Tekstfragment –
╭──

In deze zaak heeft het Gerechtshof Amsterdam op 27 maart 2012 uitspraak gedaan in hoger beroep over de weigering van ABN AMRO BANK N.V. om een integriteitsverklaring af te geven aan een voormalige directeur, die inmiddels in dienst was bij Fortis Bank (Nederland) N.V. Het hof oordeelde dat de weigering onrechtmatig was, omdat niet was aangetoond dat de ex-directeur niet integer was. De zaak betreft een geschil over de vraag of de geweigerde integriteitsverklaring terecht was, gezien de Integriteitscode van de Nederlandse Vereniging van Banken (NVB).
De procedure begon met een tussenarrest op 7 oktober 2008, waarin ABN AMRO werd toegelaten om bewijs te leveren van haar stellingen over de integriteit van de voormalige directeur. Na het horen van getuigen en het indienen van aanvullende stukken door beide partijen, concludeerde het hof dat de nieuwe gronden die ABN AMRO aanvoerde voor de weigering van de verklaring, te laat waren ingediend. Het hof stelde vast dat de feiten die ABN AMRO nu aanvoerde, al eerder bekend waren en dat de nieuwe argumenten niet konden worden meegenomen in de beoordeling.

╰──

Gegevensuittreksels –
╭──

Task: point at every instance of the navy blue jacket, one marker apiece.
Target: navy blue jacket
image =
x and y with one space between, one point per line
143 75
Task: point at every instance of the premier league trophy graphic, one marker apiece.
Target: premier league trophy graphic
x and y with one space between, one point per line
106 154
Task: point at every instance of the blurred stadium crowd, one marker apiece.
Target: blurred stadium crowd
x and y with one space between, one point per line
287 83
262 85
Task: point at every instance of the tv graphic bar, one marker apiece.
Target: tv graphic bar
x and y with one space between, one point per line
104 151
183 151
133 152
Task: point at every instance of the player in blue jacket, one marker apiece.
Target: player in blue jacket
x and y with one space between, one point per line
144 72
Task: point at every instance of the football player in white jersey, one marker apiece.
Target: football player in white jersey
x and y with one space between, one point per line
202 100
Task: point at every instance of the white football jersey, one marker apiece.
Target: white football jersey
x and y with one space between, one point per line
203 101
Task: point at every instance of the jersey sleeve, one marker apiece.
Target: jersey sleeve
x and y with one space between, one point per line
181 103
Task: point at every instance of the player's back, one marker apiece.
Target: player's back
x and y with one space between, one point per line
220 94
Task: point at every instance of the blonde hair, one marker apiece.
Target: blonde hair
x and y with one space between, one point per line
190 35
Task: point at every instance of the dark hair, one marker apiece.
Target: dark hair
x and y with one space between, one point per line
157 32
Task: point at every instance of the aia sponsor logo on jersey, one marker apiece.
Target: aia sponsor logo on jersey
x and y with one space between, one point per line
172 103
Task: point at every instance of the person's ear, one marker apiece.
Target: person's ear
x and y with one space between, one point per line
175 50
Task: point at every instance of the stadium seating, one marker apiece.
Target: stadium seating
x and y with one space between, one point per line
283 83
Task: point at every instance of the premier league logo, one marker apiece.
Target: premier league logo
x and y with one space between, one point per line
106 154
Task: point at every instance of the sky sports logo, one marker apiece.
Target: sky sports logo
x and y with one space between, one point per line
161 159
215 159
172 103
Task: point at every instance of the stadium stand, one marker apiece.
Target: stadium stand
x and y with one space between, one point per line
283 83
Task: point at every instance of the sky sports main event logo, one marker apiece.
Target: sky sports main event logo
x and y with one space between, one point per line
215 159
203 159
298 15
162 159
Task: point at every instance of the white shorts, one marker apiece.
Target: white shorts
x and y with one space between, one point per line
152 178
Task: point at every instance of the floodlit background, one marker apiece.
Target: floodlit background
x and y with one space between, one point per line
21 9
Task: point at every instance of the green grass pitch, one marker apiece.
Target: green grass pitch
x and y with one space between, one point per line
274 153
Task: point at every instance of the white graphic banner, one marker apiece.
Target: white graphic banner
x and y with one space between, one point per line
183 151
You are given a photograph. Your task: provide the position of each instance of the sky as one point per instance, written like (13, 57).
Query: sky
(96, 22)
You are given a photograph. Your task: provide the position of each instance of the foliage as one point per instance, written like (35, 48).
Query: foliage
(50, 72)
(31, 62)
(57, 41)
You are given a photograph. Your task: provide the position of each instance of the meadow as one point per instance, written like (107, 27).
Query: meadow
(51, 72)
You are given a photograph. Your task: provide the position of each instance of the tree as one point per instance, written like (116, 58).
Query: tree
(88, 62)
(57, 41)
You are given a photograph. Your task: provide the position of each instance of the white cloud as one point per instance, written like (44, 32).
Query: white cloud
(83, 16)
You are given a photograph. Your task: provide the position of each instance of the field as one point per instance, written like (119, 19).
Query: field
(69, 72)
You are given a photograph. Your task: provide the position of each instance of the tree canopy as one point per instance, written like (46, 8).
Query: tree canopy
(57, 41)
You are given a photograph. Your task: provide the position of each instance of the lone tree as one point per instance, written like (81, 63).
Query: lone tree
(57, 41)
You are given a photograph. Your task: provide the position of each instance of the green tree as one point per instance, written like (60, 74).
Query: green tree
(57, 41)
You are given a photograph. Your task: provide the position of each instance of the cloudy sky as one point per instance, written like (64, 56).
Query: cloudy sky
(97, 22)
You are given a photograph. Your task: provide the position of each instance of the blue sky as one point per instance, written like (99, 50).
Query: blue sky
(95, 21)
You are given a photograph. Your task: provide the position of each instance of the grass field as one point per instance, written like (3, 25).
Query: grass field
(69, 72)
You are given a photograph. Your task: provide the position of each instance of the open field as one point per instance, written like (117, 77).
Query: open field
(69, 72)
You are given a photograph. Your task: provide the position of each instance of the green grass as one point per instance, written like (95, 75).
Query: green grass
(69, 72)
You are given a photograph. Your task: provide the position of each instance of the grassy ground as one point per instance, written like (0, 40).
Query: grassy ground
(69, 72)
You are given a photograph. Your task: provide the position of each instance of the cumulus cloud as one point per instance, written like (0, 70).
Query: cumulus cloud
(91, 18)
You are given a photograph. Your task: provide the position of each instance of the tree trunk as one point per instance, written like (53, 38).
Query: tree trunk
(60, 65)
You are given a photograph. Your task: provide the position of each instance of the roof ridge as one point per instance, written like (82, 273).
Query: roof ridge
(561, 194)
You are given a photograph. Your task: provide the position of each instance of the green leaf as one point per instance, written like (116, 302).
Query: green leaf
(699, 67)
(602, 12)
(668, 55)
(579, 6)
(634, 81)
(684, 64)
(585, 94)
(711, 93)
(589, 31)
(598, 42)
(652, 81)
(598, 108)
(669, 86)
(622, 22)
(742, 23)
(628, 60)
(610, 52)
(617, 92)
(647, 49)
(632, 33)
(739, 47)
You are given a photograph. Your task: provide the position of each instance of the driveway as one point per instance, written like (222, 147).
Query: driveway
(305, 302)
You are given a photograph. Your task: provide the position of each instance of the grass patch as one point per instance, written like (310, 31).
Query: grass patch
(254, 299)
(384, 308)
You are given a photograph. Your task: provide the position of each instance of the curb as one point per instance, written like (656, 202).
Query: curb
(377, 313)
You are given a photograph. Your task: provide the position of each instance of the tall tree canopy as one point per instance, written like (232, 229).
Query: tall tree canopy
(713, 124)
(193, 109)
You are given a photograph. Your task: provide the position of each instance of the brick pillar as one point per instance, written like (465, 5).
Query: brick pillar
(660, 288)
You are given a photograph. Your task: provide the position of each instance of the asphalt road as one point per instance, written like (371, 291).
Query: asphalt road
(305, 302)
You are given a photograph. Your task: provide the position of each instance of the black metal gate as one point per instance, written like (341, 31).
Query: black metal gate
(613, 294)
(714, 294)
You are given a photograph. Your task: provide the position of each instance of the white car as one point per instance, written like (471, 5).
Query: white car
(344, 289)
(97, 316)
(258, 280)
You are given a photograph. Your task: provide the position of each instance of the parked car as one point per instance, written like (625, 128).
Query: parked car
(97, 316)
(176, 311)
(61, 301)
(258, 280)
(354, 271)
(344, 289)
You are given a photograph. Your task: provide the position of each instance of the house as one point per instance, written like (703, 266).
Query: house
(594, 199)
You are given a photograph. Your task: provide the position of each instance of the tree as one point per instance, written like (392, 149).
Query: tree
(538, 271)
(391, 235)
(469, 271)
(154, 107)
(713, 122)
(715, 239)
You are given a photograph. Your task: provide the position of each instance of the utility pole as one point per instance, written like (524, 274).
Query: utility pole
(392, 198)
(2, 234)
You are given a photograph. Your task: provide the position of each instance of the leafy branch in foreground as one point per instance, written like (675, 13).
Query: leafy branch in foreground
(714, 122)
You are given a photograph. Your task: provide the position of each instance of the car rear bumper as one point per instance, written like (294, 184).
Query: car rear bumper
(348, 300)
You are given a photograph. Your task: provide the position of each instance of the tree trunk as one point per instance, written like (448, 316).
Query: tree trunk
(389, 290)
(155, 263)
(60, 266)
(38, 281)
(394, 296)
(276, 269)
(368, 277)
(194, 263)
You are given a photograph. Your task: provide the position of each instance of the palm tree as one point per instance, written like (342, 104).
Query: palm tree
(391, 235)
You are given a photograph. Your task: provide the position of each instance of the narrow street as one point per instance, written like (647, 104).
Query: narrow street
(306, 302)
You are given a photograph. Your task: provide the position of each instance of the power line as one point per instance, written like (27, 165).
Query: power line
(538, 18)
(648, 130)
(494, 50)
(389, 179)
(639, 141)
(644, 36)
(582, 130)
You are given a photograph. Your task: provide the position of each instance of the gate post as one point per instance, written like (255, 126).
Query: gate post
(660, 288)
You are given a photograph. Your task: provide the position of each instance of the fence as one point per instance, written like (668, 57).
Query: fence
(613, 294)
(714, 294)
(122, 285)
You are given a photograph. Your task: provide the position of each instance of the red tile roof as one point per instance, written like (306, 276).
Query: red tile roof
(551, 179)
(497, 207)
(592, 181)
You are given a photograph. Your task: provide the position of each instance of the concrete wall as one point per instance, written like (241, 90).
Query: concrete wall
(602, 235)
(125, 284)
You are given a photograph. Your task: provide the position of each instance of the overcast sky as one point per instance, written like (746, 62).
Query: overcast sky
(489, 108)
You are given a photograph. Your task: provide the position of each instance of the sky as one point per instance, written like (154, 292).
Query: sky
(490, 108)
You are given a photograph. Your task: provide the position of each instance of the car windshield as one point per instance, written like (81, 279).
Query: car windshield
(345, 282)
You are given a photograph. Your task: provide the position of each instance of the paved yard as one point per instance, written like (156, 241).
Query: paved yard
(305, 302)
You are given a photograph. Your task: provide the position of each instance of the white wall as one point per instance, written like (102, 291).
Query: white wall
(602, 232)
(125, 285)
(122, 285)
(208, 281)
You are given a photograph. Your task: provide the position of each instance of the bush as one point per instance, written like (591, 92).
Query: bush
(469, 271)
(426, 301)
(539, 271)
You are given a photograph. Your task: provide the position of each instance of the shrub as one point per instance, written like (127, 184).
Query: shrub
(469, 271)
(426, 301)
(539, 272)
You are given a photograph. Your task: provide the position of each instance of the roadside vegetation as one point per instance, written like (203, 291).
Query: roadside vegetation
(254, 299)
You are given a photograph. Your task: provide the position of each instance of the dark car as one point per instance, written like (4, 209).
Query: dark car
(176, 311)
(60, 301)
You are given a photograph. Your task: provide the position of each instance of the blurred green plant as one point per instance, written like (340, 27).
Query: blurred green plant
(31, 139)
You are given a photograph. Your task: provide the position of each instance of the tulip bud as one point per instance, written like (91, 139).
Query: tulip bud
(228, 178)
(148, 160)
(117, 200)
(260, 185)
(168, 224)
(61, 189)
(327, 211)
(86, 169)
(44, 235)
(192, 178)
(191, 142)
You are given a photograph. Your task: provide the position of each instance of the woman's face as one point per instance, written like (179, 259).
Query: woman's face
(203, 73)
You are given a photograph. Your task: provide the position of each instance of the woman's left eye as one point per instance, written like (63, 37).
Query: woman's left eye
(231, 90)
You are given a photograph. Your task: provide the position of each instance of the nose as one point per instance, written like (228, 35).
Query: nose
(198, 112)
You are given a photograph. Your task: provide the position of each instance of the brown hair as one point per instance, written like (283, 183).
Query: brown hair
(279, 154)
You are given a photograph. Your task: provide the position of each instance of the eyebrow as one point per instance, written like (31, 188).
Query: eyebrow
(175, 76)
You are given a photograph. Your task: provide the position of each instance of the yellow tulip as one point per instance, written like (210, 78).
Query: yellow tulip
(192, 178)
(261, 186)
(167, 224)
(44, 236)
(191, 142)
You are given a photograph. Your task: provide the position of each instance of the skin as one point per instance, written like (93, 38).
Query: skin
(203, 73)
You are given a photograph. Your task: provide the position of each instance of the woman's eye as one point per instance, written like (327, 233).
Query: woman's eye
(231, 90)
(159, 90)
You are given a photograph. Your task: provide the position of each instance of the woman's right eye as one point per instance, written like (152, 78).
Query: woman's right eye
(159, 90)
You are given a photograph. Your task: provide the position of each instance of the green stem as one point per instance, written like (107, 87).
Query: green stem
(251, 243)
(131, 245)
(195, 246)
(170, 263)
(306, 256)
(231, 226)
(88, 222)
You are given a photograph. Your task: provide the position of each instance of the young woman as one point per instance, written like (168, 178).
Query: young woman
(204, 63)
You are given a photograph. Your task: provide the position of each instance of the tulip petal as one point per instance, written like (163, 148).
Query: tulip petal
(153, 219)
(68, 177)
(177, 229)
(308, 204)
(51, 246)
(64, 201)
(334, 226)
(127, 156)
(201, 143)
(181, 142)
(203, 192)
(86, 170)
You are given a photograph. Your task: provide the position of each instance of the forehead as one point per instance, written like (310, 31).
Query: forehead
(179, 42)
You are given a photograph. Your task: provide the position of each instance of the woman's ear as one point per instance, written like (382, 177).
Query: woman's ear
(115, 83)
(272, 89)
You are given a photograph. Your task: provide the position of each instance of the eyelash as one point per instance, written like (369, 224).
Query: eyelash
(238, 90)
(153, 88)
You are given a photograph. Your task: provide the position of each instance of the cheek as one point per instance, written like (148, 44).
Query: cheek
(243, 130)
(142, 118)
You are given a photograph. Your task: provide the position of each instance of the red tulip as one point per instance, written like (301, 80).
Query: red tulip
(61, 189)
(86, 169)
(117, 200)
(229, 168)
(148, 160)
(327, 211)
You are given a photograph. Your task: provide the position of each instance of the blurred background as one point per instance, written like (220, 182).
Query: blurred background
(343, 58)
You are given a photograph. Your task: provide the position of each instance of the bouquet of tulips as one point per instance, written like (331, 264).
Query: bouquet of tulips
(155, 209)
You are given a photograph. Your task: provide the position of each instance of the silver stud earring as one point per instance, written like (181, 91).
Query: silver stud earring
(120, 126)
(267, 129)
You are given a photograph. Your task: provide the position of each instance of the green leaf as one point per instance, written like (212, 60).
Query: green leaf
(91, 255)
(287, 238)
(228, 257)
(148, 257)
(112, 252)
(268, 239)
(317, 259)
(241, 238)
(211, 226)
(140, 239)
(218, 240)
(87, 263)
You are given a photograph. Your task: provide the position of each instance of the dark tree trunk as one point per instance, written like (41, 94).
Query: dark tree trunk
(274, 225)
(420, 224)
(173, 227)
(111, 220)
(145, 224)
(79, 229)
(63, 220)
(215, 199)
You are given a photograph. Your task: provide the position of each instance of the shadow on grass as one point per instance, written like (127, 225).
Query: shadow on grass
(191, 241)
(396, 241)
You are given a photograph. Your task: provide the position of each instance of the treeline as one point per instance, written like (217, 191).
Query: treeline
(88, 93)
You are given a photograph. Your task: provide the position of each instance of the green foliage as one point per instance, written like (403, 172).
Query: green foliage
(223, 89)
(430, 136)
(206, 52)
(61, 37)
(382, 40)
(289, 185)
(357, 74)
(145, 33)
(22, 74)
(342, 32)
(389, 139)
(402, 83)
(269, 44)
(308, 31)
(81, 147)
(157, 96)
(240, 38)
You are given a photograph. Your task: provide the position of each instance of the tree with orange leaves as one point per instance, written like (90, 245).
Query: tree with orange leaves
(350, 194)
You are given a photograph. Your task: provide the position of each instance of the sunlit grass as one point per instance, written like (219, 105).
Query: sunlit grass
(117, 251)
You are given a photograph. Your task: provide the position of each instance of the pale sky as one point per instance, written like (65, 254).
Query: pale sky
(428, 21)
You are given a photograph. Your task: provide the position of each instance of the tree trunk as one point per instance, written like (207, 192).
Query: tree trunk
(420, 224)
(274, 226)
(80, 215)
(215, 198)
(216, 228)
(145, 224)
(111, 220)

╰──

Opdracht –
Zet de tekst over de geweigerde integriteitsverklaring van ABN AMRO voort, te beginnen na de laatste zin ervan. De gegevens vormen afzonderlijk materiaal.

Antwoord –
Het hof heeft ABN AMRO in de gelegenheid gesteld om op 24 april 2012 een akte in te dienen om haar stellingen nader toe te lichten. De beslissing over de verdere procedure werd aangehouden, waarbij het hof benadrukte dat de integriteit van de voormalige directeur niet voldoende was aangetoond om de weigering van de integriteitsverklaring te rechtvaardigen. Dit arrest is openbaar uitgesproken door de rolraadsheer.